⟨

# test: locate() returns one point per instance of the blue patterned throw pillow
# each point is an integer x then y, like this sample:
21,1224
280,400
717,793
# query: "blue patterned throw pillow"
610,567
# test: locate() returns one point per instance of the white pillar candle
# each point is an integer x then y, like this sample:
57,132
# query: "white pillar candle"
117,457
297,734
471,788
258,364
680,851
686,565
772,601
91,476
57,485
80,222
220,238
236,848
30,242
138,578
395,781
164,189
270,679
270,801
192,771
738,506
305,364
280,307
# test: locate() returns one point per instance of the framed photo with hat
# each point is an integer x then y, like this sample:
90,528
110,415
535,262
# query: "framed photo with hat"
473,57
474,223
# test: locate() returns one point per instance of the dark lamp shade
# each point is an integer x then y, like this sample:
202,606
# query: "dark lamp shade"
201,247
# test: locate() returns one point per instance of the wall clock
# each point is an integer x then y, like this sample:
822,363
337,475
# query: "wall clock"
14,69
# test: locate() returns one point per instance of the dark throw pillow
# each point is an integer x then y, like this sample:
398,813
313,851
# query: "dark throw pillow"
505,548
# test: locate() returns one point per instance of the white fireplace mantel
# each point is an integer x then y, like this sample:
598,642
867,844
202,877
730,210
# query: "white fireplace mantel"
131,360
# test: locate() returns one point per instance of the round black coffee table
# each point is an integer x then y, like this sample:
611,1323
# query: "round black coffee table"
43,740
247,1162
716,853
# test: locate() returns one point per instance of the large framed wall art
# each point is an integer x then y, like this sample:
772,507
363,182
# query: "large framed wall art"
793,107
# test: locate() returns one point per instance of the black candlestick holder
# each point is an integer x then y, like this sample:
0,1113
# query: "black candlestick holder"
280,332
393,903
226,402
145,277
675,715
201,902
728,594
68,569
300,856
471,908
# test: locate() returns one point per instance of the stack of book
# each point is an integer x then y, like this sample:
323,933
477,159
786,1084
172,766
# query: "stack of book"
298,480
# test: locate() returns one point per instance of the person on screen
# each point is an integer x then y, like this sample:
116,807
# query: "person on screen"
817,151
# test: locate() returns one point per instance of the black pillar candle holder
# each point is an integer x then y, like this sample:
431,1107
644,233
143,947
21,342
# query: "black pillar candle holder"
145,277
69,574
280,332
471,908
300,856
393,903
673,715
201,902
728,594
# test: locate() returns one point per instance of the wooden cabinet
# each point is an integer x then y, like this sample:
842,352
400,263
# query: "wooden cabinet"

⟩

- TASK INSTRUCTIONS -
Transcribe the entire listing above precisely.

- RESULT BELOW -
# test: locate() returns one point per instance of the blue patterned throw pillow
# each point is an integer x then y, like this sample:
21,1224
280,400
717,793
# query: "blue patterned throw pillow"
610,567
# test: locate() returns one point per instance of the white pillar candle
# each point is an integer x then y, like this sample:
57,132
# query: "white pillar candle"
117,457
297,734
471,788
258,364
680,851
686,565
772,601
91,476
57,485
80,222
220,238
236,848
30,242
138,578
395,781
164,189
270,679
270,801
192,771
738,506
305,364
280,307
# test: locate() returns one point per instance of the framed photo with hat
# each point is an integer x then y, like this sample:
90,528
110,415
535,262
# query: "framed photo with hat"
473,57
474,223
# test: locate() returns one point per instance of the dark lamp shade
# each point is an integer x then y, like this sample:
202,606
# query: "dark lamp shade"
201,247
# test: locate() returns one point per instance of the wall clock
# each point is an integer x then y, like this sample:
822,363
337,475
# query: "wall clock"
14,69
# test: locate() returns one point per instance of the dark throw pillow
# each point is an integer x then y, like this sample:
398,813
313,851
# query: "dark throw pillow"
505,548
# test: locate() returns one point per instance of the white fireplace mantel
# each point is an integer x then y, like this sample:
598,642
867,844
202,877
730,210
# query: "white fireplace mantel"
131,360
# test: locate() returns one point per instance of the round black coffee table
# each point is an integer x then y, like this sample:
611,1323
# query: "round black coffee table"
43,740
247,1162
716,853
# test: locate() returns one point per instance of the large framed wall art
# each point is an integer x then y, like this sample:
772,507
363,182
# query: "large framed wall art"
793,107
# test: locate() returns one point per instance of the black candlestick holder
# each point is an integer x then y, like this sample:
0,1113
# query: "black candlestick holder"
280,332
393,903
226,402
145,277
675,715
201,902
728,594
68,569
300,856
471,908
# test: locate() returns one point per instance of the stack of book
# each point is an integer x then y, like this sample:
323,933
477,159
786,1084
172,766
# query: "stack of book"
298,480
# test: locate() returns one point per instance of the person on screen
# each point is an integer x then y, like this sample:
116,807
# query: "person on screen"
817,151
# test: locate() returns one point per instance of the black pillar candle holder
# each point is an integer x then y, like this sample:
431,1107
644,233
143,947
21,342
# query: "black pillar candle holder"
145,277
69,574
280,332
471,908
300,856
393,903
673,715
201,902
728,594
# test: locate() returns one point per instance of the wooden cabinet
# each point is an integer x then y, like this sample:
842,352
400,263
# query: "wooden cabinet"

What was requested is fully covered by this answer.